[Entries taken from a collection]
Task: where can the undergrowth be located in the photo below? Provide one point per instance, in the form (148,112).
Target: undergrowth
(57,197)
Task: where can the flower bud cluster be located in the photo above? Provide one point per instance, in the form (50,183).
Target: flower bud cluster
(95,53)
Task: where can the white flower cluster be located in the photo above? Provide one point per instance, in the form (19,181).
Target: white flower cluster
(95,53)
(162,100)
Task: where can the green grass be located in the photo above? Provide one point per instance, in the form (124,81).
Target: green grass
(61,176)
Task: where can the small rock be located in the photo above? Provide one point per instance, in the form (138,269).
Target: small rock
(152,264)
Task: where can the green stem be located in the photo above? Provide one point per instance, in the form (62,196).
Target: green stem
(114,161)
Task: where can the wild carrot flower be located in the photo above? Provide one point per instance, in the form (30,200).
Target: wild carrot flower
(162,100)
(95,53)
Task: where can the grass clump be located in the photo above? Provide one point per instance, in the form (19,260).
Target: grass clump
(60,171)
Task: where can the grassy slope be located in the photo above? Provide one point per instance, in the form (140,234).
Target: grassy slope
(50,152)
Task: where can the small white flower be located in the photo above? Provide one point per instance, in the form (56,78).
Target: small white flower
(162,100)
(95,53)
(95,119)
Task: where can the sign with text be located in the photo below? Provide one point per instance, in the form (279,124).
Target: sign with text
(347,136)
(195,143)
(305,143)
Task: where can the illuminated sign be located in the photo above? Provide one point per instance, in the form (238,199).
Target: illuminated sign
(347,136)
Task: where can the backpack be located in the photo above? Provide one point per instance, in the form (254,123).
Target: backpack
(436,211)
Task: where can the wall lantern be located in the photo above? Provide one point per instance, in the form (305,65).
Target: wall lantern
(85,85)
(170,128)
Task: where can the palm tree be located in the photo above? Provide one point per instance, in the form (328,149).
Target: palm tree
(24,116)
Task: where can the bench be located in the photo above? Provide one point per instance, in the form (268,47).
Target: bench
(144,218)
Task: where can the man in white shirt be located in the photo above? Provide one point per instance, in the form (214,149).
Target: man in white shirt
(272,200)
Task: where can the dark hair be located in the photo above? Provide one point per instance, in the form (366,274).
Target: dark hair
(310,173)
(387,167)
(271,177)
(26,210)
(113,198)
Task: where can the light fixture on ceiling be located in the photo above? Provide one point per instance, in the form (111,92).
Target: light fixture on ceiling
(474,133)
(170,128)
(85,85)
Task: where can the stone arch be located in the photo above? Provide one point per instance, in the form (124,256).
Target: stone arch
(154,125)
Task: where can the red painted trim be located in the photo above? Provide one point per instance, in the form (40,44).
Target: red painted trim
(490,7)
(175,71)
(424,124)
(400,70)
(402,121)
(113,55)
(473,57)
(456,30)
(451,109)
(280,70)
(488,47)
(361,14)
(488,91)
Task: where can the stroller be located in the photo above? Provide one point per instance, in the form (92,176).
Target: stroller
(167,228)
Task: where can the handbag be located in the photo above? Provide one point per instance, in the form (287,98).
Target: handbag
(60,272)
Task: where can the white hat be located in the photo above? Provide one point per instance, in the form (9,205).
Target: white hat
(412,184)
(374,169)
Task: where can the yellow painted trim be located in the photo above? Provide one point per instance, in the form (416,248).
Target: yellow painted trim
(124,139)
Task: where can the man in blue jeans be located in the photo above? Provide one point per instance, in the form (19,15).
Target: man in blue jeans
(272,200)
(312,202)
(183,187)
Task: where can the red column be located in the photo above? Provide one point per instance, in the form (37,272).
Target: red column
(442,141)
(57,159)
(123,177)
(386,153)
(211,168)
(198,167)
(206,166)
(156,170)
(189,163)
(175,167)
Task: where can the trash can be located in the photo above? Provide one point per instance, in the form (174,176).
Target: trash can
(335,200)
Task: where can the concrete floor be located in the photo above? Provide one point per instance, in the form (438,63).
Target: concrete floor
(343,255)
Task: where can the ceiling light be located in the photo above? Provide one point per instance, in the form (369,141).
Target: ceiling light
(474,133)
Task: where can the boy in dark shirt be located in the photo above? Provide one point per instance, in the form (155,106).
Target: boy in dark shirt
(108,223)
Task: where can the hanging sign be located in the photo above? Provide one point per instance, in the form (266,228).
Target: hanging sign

» **Objective**
Rewrite all of the records above, changing every occurrence of "Target" to "Object" and leaving everything else as it is.

» **Answer for this exercise**
Task: where can the undergrowth be located in the photo below? Provide one point per instance, in the form (148,112).
Object: undergrowth
(57,197)
Task: where can the flower bud cluster be located in the photo above? Provide one point per instance, in the form (50,183).
Object: flower bud cluster
(95,53)
Task: where can the white flower cluster be located in the photo above? Provide one point per instance, in the form (19,181).
Object: white flower cluster
(95,53)
(162,100)
Task: where can the green grass be located in the photo above? Provide one point per instance, in the form (124,81).
Object: green grass
(61,176)
Task: where can the small rock be located in the photo above? Provide one point per instance, in the form (138,269).
Object: small rock
(152,264)
Task: where can the green stem be located in the photo above? Provide one point per instance, in the form (62,196).
Object: green stem
(114,161)
Task: where can the wild carrot flower be located in the photo above? Provide one point per instance, in the form (30,200).
Object: wild carrot flower
(162,100)
(95,53)
Task: where can the grass clump be located in the photo above? Provide one point per instance, in the form (19,260).
Object: grass clump
(60,171)
Task: where can the grassy slope be located in the photo above? Provide one point per instance, in the form (140,234).
Object: grassy slope
(50,152)
Task: where can the small white flower be located in the photo above? Provide one point per instance, in the form (56,78).
Object: small white flower
(162,100)
(95,53)
(95,119)
Task: where can the sign with text be located in the photo below? Provide one point per instance, in the form (279,124).
Object: sign with text
(347,136)
(195,143)
(305,143)
Task: where can the illuminated sign be located in the photo above? Provide one point per instance, in the form (238,199).
Object: illuminated sign
(347,136)
Task: where can the backpack be located in the photo above? Provide one point per instance, in the form (254,123).
Object: backpack
(436,211)
Task: where can the wall lantern be located in the photo above? Provide one point per instance, in the form (305,65).
Object: wall lantern
(85,85)
(170,128)
Task: where can the palm tree be located in the photo above? Provide one point per instance, in the form (328,149).
Object: palm tree
(24,116)
Task: where can the bench be located in the photo above? Provide one point per instance, in the form (268,47).
Object: bench
(144,218)
Task: where can the man in white shirt be located in the photo above? Provide one point per instance, in the form (214,149).
Object: man in white shirt
(272,200)
Task: where can the dark hair be located in the photo above? Provide one point per instance, in the form (366,274).
Object: dark hair
(310,173)
(387,167)
(271,177)
(26,210)
(113,198)
Task: where can the light fixture on ceiling be located in the photo above? Provide one point per instance, in the form (111,92).
Object: light fixture on ceiling
(474,133)
(170,128)
(85,85)
Task: where can the stone arch be located in the photo above? Provide one point per instance, in the form (124,256).
Object: stone arch
(154,125)
Task: where can the red painted trim be located in the photo above? Provide one point per instance, in the form (40,44).
Object: red painted trim
(490,7)
(175,71)
(424,124)
(400,70)
(402,121)
(113,55)
(473,57)
(456,30)
(451,109)
(280,70)
(488,47)
(361,14)
(488,91)
Task: where can the stroller be located in the photo above? Provide one point per instance, in the form (92,176).
Object: stroller
(167,228)
Task: where can the handbag be located in the photo above? Provide one point per instance, in the form (287,98).
Object: handbag
(60,272)
Task: where can the white hat be located in the photo above? Provide one point per instance, in the form (9,205).
Object: white hat
(412,184)
(374,169)
Task: where can the yellow painted trim be located in the photo above? Provide one point per instance, in the form (416,248).
Object: yellow painted trim
(124,139)
Task: where can the man in blue jeans be located in the photo above? Provide one point per instance, in the form (19,15).
Object: man in blue jeans
(272,200)
(312,202)
(183,187)
Task: where can the red column be located in the photo above? Provide one point per instance, in the form (37,272).
Object: red column
(442,141)
(57,159)
(123,177)
(386,153)
(211,168)
(198,167)
(206,166)
(156,170)
(189,163)
(175,167)
Task: where can the trash can be located in the photo above? Provide one point per instance, in the form (174,176).
Object: trash can
(335,200)
Task: where can the concrete floor be located in the photo above? Provide one point per instance, in the form (438,63).
Object: concrete floor
(343,255)
Task: where can the ceiling light be located in the photo above? Provide one point per instance, in the form (369,141).
Object: ceiling light
(474,133)
Task: where can the boy in dark shirt be located in the photo above? Provide one point per instance, in the form (155,106).
Object: boy in dark shirt
(108,223)
Task: where can the hanging sign be located in the photo above? Provide one point per instance, in the form (266,228).
Object: hanging sign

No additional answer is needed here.